**Given passage**

13G Filing: Intracoastal Capital, LLC and Apricus Biosciences Inc. (APRI)

Page 6 of 9 – SEC Filing

 

Item 4. Ownership.

 

(a)
and (b):

 

(i)       Immediately
following the consummation of the underwritten public offering by the Issuer on April 26, 2017 (the “Offering”)
(as disclosed in the Form 8-K filed by the Issuer with the Securities and Exchange Commission on April 27, 2017), each of the
Reporting Persons may have been deemed to have beneficial ownership of 714,288 shares of Common Stock
, and
all such shares of Common Stock represented beneficial ownership of approximately 5.6% of the Common Stock, based on (1)
7,741,782
shares of Common Stock outstanding as of April 12, 2017 as reported by the Issuer, plus (2) 5,030,000
shares of Common Stock that were issued at the closing of the Offering. The foregoing excludes:
(I) 405,901 shares of Common Stock issuable upon exercise of a warrant held by Intracoastal (“Intracoastal
Warrant 1
”)
because Intracoastal Warrant 1 is not exercisable until the effective date of the upcoming amendment
to the Issuer’s Articles of Incorporation to increase the number of authorized shares of Common Stock from 15,000,000 to
30,000,000 (and Intracoastal Warrant 1 contains a blocker provision under which the holder thereof does not have the right to
exercise Intracoastal Warrant 1 to the extent that such exercise would result in beneficial ownership by the holder thereof, together
with the holder’s affiliates, and any other persons acting as a group together with the holder or any of the holder’s
affiliates
, of more than 4.99% of the Common Stock) and (II) 535,716 shares of Common Stock issuable upon exercise of a
second warrant held by Intracoastal (“Intracoastal Warrant 2”) because Intracoastal Warrant 2 is not exercisable
until the date on which the Issuer publicly announces through the filing of a Current Report on Form 8-K that the Issuer has received
approval of the Issuer’s shareholders as required by Nevada law to amend the Issuer’s Articles of Incorporation to
increase the number of authorized shares of Common Stock from 15,000,000 to 30,000,000 and the amendment to the Issuer’s
Articles of Incorporation has become effective (and Intracoastal Warrant 2 contains a blocker provision under which the holder
thereof does not have the right to exercise Intracoastal Warrant 2 to the extent that such exercise would result in beneficial
ownership by the holder thereof, together with the holder’s affiliates, and any other
persons acting as a group together with the holder or any of the holder’s affiliates
, of more than 4.99% of the Common
Stock). Without such blocker provisions (and assuming each of Intracoastal Warrant 1 and Intracoastal Warrant 2 were currently
exercisable), each of the Reporting Persons may have been deemed to have beneficial ownership of 1,655,905 shares of Common Stock.

**Supplied data**
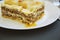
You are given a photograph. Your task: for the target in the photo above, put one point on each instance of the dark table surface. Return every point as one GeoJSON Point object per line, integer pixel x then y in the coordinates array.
{"type": "Point", "coordinates": [50, 32]}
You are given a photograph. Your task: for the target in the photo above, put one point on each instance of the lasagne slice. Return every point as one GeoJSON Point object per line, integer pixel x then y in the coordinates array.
{"type": "Point", "coordinates": [25, 11]}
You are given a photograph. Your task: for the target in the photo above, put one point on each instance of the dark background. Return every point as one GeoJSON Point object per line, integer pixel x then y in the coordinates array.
{"type": "Point", "coordinates": [50, 32]}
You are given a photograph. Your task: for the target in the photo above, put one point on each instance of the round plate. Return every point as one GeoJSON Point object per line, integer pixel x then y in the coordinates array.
{"type": "Point", "coordinates": [51, 15]}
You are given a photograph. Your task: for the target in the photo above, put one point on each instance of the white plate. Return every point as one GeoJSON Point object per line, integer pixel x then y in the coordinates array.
{"type": "Point", "coordinates": [51, 15]}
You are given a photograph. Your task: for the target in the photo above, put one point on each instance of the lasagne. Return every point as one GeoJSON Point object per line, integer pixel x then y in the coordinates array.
{"type": "Point", "coordinates": [26, 11]}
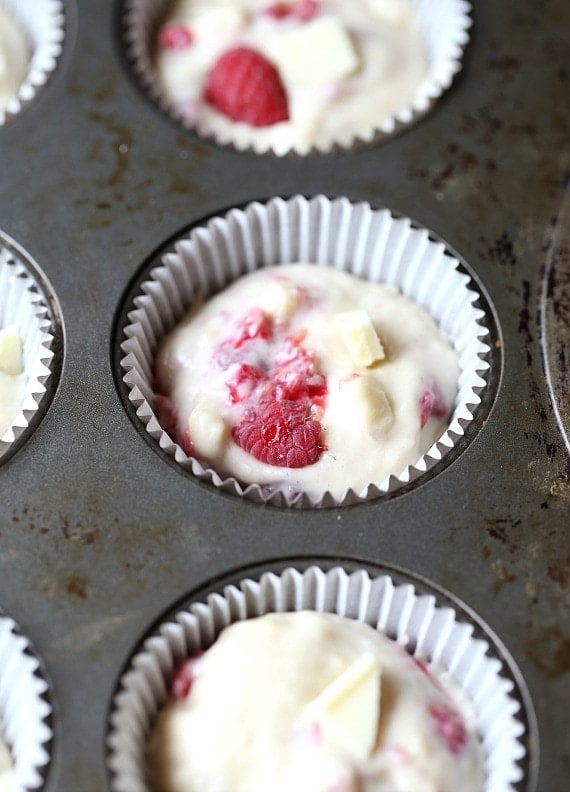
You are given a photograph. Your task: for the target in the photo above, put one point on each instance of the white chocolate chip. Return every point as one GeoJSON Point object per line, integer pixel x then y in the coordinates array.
{"type": "Point", "coordinates": [360, 337]}
{"type": "Point", "coordinates": [366, 402]}
{"type": "Point", "coordinates": [317, 52]}
{"type": "Point", "coordinates": [280, 299]}
{"type": "Point", "coordinates": [208, 431]}
{"type": "Point", "coordinates": [348, 709]}
{"type": "Point", "coordinates": [10, 351]}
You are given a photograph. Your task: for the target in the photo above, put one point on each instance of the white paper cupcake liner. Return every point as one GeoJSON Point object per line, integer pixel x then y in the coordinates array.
{"type": "Point", "coordinates": [444, 23]}
{"type": "Point", "coordinates": [428, 630]}
{"type": "Point", "coordinates": [43, 22]}
{"type": "Point", "coordinates": [23, 305]}
{"type": "Point", "coordinates": [25, 711]}
{"type": "Point", "coordinates": [368, 243]}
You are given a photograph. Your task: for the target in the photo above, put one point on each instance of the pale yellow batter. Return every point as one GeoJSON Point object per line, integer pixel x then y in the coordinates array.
{"type": "Point", "coordinates": [381, 356]}
{"type": "Point", "coordinates": [14, 56]}
{"type": "Point", "coordinates": [343, 76]}
{"type": "Point", "coordinates": [313, 703]}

**Problem 1**
Condense the paragraph of the SEC filing that begins "Immediately following the consummation" into a short bulleted list that keeps its main facts and figures.
**Problem 2**
Pick up the SEC filing after its last sentence and continue it in the same formal style.

**Task result 1**
- After the Issuer's underwritten public offering closed on April 26, 2017 (reported on Form 8-K on April 27, 2017), each Reporting Person may have been deemed to beneficially own 714,288 shares of Common Stock.
- Those shares were about 5.6% of the Common Stock. The base was 7,741,782 shares outstanding as of April 12, 2017, plus 5,030,000 shares issued at the offering's closing.
- The total excludes 405,901 shares issuable under Intracoastal Warrant 1. That warrant cannot be exercised until an amendment to the Articles of Incorporation takes effect, raising authorized shares from 15,000,000 to 30,000,000.
- The total also excludes 535,716 shares issuable under Intracoastal Warrant 2. That warrant cannot be exercised until the Issuer announces on Form 8-K that shareholders have approved the amendment under Nevada law and that it has become effective.
- Both warrants bar any exercise that would give the holder, its affiliates and any group acting with them more than 4.99% of the Common Stock.
- Without those limits, and if both warrants were exercisable, each Reporting Person may have been deemed to beneficially own 1,655,905 shares.

**Task result 2**
 

(ii)       As
of the close of business on May 2, 2017, each of the Reporting Persons may be deemed to have beneficial ownership of 281,730 shares
of Common Stock, and all such shares of Common Stock represent beneficial ownership of approximately 2.2% of the Common Stock,
based on (1) 7,741,782 shares of Common Stock outstanding as of April 12, 2017 as reported
by the Issuer, plus (2) 5,030,000 shares of Common Stock
that were issued at the closing of the Offering
. The foregoing excludes (I) 405,901 shares of Common Stock issuable upon
exercise of Intracoastal Warrant 1 because Intracoastal Warrant 1 is not exercisable until
the effective date of the upcoming amendment to the Issuer’s Articles of Incorporation to increase the number of authorized
shares of Common Stock from 15,000,000 to 30,000,000 (and Intracoastal Warrant 1 contains a blocker provision under which the
holder thereof does not have the right to exercise Intracoastal Warrant 1 to the extent that such exercise would result in beneficial
ownership by the holder thereof, together with the holder’s affiliates, and any other
persons acting as a group together with the holder or any of the holder’s affiliates
, of more than 4.99% of the Common
Stock) and (II) 535,716 shares of Common Stock issuable upon exercise of Intracoastal Warrant 2 because Intracoastal Warrant 2
is not exercisable until the date on which the Issuer publicly announces through the filing of a Current Report on Form 8-K that
the Issuer has received approval of the Issuer’s shareholders as required by Nevada law to amend the Issuer’s Articles
of Incorporation to increase the number of authorized shares of Common Stock from 15,000,000 to 30,000,000 and the amendment to
the Issuer’s Articles of Incorporation has become effective (and Intracoastal Warrant 2 contains a blocker provision under
which the holder thereof does not have the right to exercise Intracoastal Warrant 2 to the extent that such exercise would result
in beneficial ownership by the holder thereof, together with the holder’s affiliates,
and any other persons acting as a group together with the holder or any of the holder’s affiliates
, of more than
4.99% of the Common Stock). Without such blocker provisions (and assuming each of Intracoastal Warrant 1 and Intracoastal Warrant
2 were currently exercisable), each of the Reporting Persons may have been deemed to have beneficial ownership of 1,223,347 shares
of Common Stock.

 

(c)

 

Number
of shares as to which each Reporting Person has:

 

(1)
Sole power to vote or to direct the vote:     0     .

 

(2)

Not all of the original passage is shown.